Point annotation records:
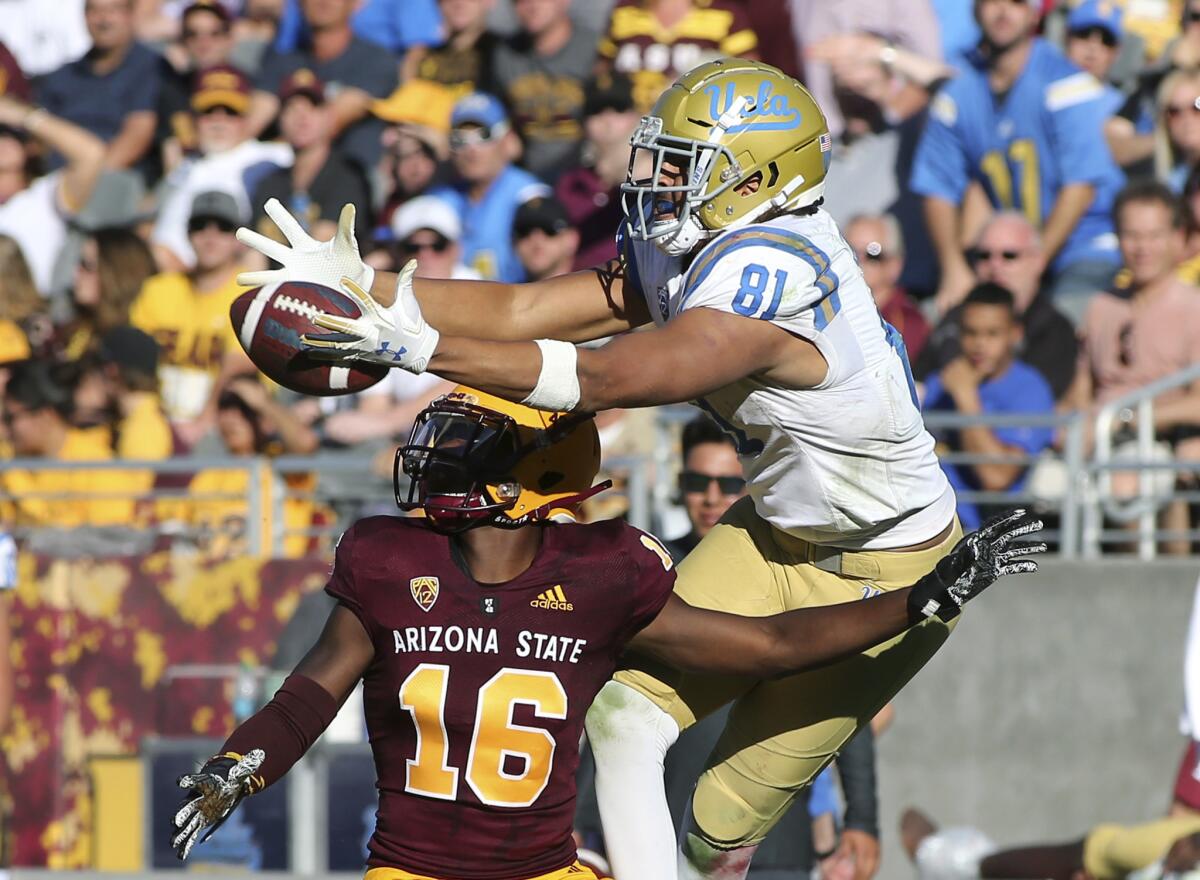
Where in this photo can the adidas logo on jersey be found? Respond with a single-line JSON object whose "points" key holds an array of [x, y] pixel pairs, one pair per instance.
{"points": [[553, 599]]}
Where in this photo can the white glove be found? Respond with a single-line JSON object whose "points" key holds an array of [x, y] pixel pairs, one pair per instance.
{"points": [[217, 788], [393, 337], [307, 259]]}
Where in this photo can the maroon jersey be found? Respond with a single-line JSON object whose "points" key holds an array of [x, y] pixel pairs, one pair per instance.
{"points": [[477, 694]]}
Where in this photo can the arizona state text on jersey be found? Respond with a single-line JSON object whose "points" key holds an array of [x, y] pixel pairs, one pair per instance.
{"points": [[477, 694]]}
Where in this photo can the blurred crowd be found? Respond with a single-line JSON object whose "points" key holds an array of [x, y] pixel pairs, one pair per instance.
{"points": [[1019, 179]]}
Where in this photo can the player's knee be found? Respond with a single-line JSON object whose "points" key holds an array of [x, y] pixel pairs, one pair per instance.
{"points": [[622, 720]]}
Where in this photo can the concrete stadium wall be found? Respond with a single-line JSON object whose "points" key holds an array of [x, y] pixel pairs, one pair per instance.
{"points": [[1054, 706]]}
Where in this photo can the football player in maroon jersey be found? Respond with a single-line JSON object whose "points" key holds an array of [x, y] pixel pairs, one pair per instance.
{"points": [[483, 632]]}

▶ _WHAT IS ASKED_
Repeat the data exactly, without the pictures.

▶ _EXERCISE RESULT_
Where in this photo can the adidas logo on jersey be found? Respond with a single-line JSON object whose "points" key holds an array of [x, y] pixel pairs, one pair per instance.
{"points": [[553, 599]]}
Where in this photo can the white glove be found? Respond with a single-line JSON object whose "points" key holds an array of [x, y] pixel pairs, one pair per instance.
{"points": [[217, 788], [393, 337], [307, 259]]}
Where in this photo can the maroon jersey be found? Respond with a single-line JSON object whose "points" key holds an array of [x, y] pixel pairs, one pair per instance.
{"points": [[477, 694]]}
Where in this photo can the arizona state text on jersey be found? Respond with a single-line JSON object whose "points" key holds an array of [x, y] pixel pairs, one pair per instance.
{"points": [[477, 694]]}
Where in this photo can the blurred crowd be found? Respond with a single-line JSON object whose "points" key holds an array of [x, y] pixel pairs, one pair per instance.
{"points": [[1019, 179]]}
Where in this photo can the player's knee be found? Respond with a single-line JSON object whose "points" key holds an array of [x, y] pixel pairs, one pair per instance.
{"points": [[622, 720]]}
Where in this photo can the concrete stadium wall be found? Respond with a single-line JSON object whose "points" key holds an array of [x, y] pixel pairs, one pair per instance.
{"points": [[1054, 706]]}
Where in this photo can the football player in maroon jersey be found? Respond with a single-line JSON object whose "points" key holds an array of [x, y] pixel pairs, one pair per instance.
{"points": [[483, 632]]}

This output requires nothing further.